• _Brief_:
Transcribe each record precisely; images stay out.

• _Data to use_:
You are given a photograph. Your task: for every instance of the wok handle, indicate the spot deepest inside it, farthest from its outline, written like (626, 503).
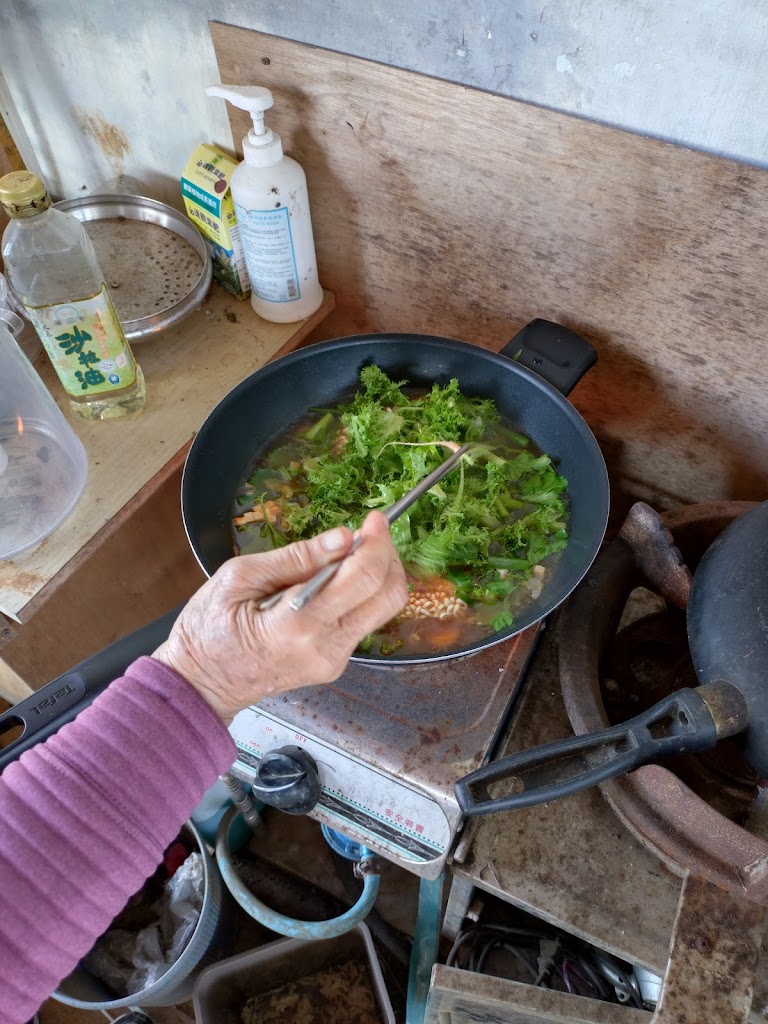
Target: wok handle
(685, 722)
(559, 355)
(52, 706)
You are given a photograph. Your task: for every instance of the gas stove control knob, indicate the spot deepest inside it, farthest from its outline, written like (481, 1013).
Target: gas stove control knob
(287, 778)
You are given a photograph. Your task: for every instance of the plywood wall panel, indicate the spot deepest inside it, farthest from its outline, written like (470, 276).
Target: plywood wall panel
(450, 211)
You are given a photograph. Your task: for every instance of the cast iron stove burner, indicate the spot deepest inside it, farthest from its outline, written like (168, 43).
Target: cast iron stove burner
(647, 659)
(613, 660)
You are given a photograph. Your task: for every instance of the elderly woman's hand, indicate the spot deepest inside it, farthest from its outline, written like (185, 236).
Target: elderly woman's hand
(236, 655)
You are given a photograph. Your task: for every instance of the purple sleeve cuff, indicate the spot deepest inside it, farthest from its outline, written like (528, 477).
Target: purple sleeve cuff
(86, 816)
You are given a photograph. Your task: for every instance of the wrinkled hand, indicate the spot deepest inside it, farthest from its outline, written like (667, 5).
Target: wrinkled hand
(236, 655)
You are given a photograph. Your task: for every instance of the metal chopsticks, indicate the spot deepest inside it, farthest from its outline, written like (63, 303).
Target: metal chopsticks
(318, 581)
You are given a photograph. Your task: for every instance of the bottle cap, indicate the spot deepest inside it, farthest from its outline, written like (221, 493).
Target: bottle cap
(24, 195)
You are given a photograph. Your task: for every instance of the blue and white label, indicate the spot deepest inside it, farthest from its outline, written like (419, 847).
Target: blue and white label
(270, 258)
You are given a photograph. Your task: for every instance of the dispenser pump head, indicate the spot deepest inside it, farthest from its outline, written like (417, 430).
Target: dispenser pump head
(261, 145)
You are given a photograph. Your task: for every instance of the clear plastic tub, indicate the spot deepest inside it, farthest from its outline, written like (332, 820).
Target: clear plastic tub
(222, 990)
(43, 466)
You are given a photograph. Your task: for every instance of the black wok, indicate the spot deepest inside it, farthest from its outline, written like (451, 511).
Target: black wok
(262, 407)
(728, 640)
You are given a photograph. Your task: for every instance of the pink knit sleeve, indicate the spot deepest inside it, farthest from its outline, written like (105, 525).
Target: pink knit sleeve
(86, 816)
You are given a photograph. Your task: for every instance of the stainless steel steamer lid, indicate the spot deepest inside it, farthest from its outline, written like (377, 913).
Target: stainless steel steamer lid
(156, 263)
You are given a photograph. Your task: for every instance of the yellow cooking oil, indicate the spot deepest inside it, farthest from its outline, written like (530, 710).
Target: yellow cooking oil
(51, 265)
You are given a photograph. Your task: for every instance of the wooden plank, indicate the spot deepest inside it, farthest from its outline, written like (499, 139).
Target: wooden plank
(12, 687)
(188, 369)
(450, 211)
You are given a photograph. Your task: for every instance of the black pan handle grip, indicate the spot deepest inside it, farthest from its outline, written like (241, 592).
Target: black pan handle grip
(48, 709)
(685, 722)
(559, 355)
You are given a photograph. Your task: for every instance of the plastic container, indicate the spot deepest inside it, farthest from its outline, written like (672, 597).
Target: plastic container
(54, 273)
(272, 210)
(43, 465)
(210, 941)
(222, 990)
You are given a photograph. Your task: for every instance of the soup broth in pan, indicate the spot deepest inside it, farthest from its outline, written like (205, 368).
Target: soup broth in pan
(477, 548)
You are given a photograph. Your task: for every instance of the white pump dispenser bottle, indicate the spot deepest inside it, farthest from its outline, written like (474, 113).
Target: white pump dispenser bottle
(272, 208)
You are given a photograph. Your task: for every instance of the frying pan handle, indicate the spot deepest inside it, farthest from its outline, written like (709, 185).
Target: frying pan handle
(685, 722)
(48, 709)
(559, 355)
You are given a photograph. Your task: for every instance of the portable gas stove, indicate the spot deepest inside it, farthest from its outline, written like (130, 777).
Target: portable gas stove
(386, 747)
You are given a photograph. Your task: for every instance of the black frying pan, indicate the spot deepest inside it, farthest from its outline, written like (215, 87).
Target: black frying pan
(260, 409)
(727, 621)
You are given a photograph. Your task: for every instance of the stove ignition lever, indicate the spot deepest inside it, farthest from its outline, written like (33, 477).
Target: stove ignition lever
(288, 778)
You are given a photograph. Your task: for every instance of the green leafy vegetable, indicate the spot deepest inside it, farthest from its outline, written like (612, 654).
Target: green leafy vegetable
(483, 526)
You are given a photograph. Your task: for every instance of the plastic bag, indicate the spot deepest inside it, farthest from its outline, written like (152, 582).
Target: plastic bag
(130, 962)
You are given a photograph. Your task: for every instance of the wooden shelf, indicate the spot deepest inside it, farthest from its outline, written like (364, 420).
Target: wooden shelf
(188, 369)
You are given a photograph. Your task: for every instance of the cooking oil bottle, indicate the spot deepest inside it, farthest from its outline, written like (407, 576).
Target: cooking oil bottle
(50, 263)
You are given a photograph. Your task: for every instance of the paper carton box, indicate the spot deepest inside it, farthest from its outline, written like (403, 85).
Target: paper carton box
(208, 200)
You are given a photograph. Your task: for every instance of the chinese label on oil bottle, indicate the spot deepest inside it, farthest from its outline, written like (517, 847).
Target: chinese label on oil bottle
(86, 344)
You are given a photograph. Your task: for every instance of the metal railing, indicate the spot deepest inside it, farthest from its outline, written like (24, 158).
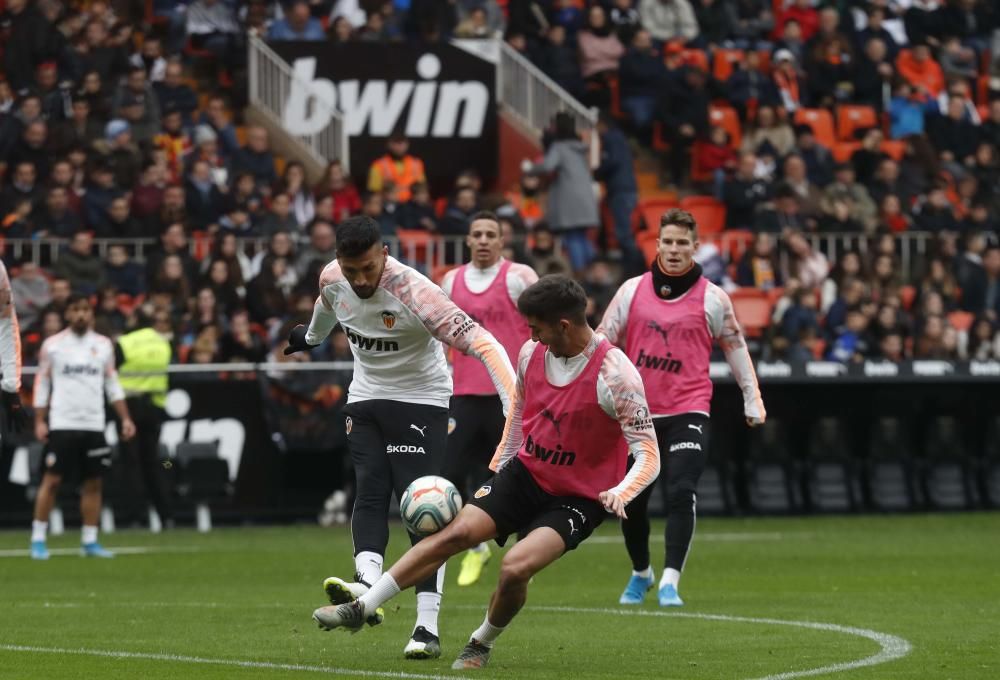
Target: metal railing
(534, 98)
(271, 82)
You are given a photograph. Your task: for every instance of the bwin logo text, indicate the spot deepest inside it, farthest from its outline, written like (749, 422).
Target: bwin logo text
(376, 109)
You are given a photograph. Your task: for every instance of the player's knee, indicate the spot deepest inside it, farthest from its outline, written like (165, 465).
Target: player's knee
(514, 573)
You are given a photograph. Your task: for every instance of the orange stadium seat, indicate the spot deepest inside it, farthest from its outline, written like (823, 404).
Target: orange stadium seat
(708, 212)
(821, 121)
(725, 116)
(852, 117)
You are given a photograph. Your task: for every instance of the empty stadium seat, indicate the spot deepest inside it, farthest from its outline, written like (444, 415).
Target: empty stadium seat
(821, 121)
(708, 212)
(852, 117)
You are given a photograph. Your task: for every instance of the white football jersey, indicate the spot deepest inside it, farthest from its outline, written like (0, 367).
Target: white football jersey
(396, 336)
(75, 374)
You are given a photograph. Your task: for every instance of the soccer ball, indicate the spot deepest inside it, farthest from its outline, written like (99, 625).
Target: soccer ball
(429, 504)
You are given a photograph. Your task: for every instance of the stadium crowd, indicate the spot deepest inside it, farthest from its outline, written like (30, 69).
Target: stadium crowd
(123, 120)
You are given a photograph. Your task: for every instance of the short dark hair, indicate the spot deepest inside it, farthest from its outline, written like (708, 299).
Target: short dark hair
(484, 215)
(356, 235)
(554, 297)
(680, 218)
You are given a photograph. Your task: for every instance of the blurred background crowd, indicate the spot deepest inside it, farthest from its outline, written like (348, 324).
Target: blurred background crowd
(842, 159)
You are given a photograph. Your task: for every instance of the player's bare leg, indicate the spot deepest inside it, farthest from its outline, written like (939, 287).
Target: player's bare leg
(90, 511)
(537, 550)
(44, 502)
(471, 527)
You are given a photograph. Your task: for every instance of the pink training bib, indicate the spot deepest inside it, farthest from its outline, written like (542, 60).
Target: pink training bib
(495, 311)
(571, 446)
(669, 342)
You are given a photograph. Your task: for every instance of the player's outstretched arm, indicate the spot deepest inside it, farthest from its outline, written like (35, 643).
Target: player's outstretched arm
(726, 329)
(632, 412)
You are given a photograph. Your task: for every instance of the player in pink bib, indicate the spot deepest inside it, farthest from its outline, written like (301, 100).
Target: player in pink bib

• _Response to this exercise_:
You are given a photograph. Your task: for every instance of the wok handle, indicate the spot deepest inside it, farthest from its outline, written like (626, 503).
Target: wok handle
(685, 722)
(559, 355)
(52, 706)
You are given a photograph. Your task: for every instance of the gas stove control knob, indicate the spot deepest inside it, farthest from its outline, written like (481, 1013).
Target: gas stove control knob
(287, 778)
You are given a photograph. Your task: for every instance of the plywood wall panel, indicate the spot deepest inside it, farthest from its outline, written like (470, 276).
Target: plywood wall panel
(450, 211)
You are given a photograph. Your task: for every instance of the cast iron stove burner, indicate the spot deepest inside it, farthest from its outline, written like (168, 43).
Target: cast iron stove burner
(647, 659)
(613, 660)
You are given a photograph. Your task: for every instance of the elderly woman's hand, indicate the spot deepest inside it, farthest from its outline, written like (185, 236).
Target: elderly woman's hand
(236, 655)
You are given a photograph. Your task: for every instance of the purple sleeve cuff, indicate the spot deepest inside it, farthest from its outline, written like (528, 477).
Target: purple sleeve cuff
(86, 816)
You are given a photograph. Your task: for every instance of the wrinkled hand, indicate the spot deepest inside it, farthest from its outline, written like (667, 5).
Target: wrinkled hand
(236, 655)
You are given a photograph. Your task: for every instance of the metal chopsticks, indicate the spot deepest inside it, farthest from its outline, written like (63, 303).
Target: metal chopsticks
(318, 581)
You are given a photograph. Your task: for every instance of the bottle cap, indicate the spot deepest inside it, farthest from its outline, written like (221, 493).
Target: bottle cap
(24, 195)
You are given a photograph. Your task: for every instance of the blue and white label, indicate the spot deepest inside it, farthest from its outline, written like (419, 847).
Target: blue and white label
(270, 258)
You are given a photograph. Your task: for every instance of the dispenser pump head, indicate the spot deepest inside it, farthest from its outline, written like (417, 430).
Target: dispenser pump head
(261, 145)
You are given a photograph. Your task: for every instance of the clear plastic tub, indicate the spot deepest inside it, farthest from its outline, written like (332, 820).
Target: clear plastic tub
(222, 990)
(43, 466)
You are given a photograph. Your task: for every instance of the black wok, indicate the spot deepest inside it, farthest from its outline, written like (451, 511).
Target: black wok
(262, 407)
(728, 640)
You are given a photograph. Your task: for every instance of the pink knit sleeve, indicate the spot deepest inside it, farthest from its outline, written like (105, 525).
Target: pink knit sleeve
(86, 816)
You are given a photograph. Your task: for every instance of the stainless steel steamer lid, indicate the spot deepest inside it, farthest from its outline, written like (377, 913).
Target: stainless steel steamer lid
(156, 263)
You are given a photograph. Your task: for every instance of the yellow cooking oil, indicate the spot deepest inside it, farthest from its outline, written like (530, 710).
Target: yellow cooking oil
(51, 265)
You are given a photograph. Your task: for every instance of the wooden plank, indicate the spot deepest inside it, farthest from its outline, written like (499, 139).
Target: wooden plank
(12, 687)
(188, 369)
(450, 211)
You are given a photograph. Your task: for every instance of the black pan handle grip, indicate the spot deepest inside it, farthest from its outline, written like (241, 592).
Target: black pan handle grip
(48, 709)
(685, 722)
(559, 355)
You are given a photograph. Your task: for every instance of the plastic container, indicate the spot deepest inside it, farthest from its outline, written like (672, 597).
Target: plastic container
(54, 273)
(272, 210)
(43, 465)
(210, 941)
(222, 990)
You are given a photograph. Your task: for every instance of the soup broth in pan, indicate the spot deepest inside it, farthest from its outline, written like (205, 368).
Target: soup broth in pan
(477, 548)
You are given a photograph. Your task: for every instance of the white pump dispenser bottle, indicate the spot deepest inside it, farthest from its outline, written like (474, 113).
Target: white pump dispenser bottle
(272, 208)
You are given a photograph. Your task: for every instance of the frying pan handle, indicate the spot deepest inside it, farthest from its outline, written like (709, 185).
Target: frying pan handle
(685, 722)
(48, 709)
(559, 355)
You are given a photograph. Your task: for every instance of the portable gas stove, indicate the spot deepest inside it, farthest from its outline, written like (130, 777).
Target: portable gas stove
(386, 747)
You are given a photograph. Your task: for every instance of the black frying pan, indicate the spot deepest inside it, farthest from its outline, written like (215, 87).
Target: black frying pan
(260, 409)
(727, 621)
You are given a photograph. Your task: for every instance of the stove ignition lever, indicate the spot deepest inside it, farthest from its outline, written like (33, 477).
Target: stove ignition lever
(288, 778)
You are given a photograph. Your task: for every instance of the green leafy vegetable, indicate the spot deepest inside it, farthest from its outline, written like (612, 654).
Target: green leafy vegetable
(483, 526)
You are given a photograph. Your task: for every instance of the plastic bag, indicate the spot deepest inside it, farthest from its outline, written like (152, 582).
Target: plastic bag
(130, 962)
You are given a photograph. Your task: for every instance of the wooden shelf, indicate the spot deepest inside it, farthest from its outline, written like (364, 420).
Target: wooden shelf
(188, 369)
You are given a photograph. Your task: for every instance of the cooking oil bottle, indicate the spot deepest inside it, farthest from its outline, written like (407, 576).
Target: cooking oil bottle
(50, 263)
You are given a photograph. Your task: for every instance of the paper carton box, indicate the spot deepest inside it, farthest from its outline, written like (403, 85).
Target: paper carton box
(208, 200)
You are given a photograph. Your task: for every instance of the chinese label on oil bottle, indicate the spot deepest inside it, farthest from its outline, written like (517, 847).
Target: chinese label on oil bottle
(86, 344)
You are given a photograph. Your task: for every instance of the metal railing, indicate the spot deepest inside it, farthest from its outline, written like (24, 158).
Target: metal railing
(534, 98)
(271, 82)
You are given a photograph. Your task: for every instance of the bwin logo text, indicate the spot deepest inside it, farthest from its outline, written like (749, 422).
Target: bwin logo text
(376, 109)
You are given a photograph. Your task: for every instance of the player's knee, indicate the spot deepest inside it, farthest from its outline, written like (165, 465).
Target: player's knee
(514, 573)
You are given a photograph. Your task: for every instance of the orange stadium seat, indicate the spot deepest inside it, farthest from its outline, written like (823, 404).
Target: orange stadium seat
(708, 212)
(821, 121)
(725, 116)
(852, 117)
You are given a photograph. Your task: for every instance of the empty stadium seat, indicate the spot deepest inside it, farthest from its outline, written like (444, 415).
Target: empty stadium seat
(821, 121)
(708, 212)
(852, 117)
You are given a photograph. Your task: for every instance of the white football jersey, indicate the spot deepest inside it, farthest from its outline, written like (0, 367).
Target: white football jersey
(396, 336)
(75, 374)
You are given a photograph. Your task: for every instance of the soccer ball, indicate the spot deepest inside it, farthest from its outline, written like (99, 625).
Target: soccer ball
(429, 504)
You are given a photograph. Your task: for every instance of the stadium crowd, indicate the spot deepest inside it, farthest from its outline, written like (30, 69).
Target: stadium crowd
(123, 120)
You are given a photograph. Your task: for every instance of the short dark hair, indicate the spot deepest inside it, farthest from its outline, written like (708, 299).
Target: short dark hair
(484, 215)
(356, 235)
(554, 297)
(680, 218)
You are given a photograph. Your task: for every instance of the blurred background crowd, indicate the spot deepest inside it, farthest from its outline, written like (348, 324).
Target: blurred background crowd
(842, 159)
You are given a photograph. Your task: for every instance of the player's bare leg, indicate the spot deepest inside it, farthest from its outline, written like (939, 287).
Target: player's bare leg
(90, 511)
(537, 550)
(44, 502)
(471, 527)
You are given a photograph. Your task: for every instance of the pink training bib, indicate the spot deepest inside it, farthest from its outline, written like (542, 60).
Target: pink training bib
(495, 311)
(571, 446)
(669, 342)
You are given a photograph. Your task: for every instance of the player's outstretched arm, indicate the spot deepest inside it, farthest from its outline, written like (35, 643).
Target: player's outstretched arm
(726, 329)
(632, 412)
You are given a photograph. Your task: for every instance of the player in pink bib, indicate the spot deepest inside it, farthest from its outline, written like (301, 100).
Target: player in pink bib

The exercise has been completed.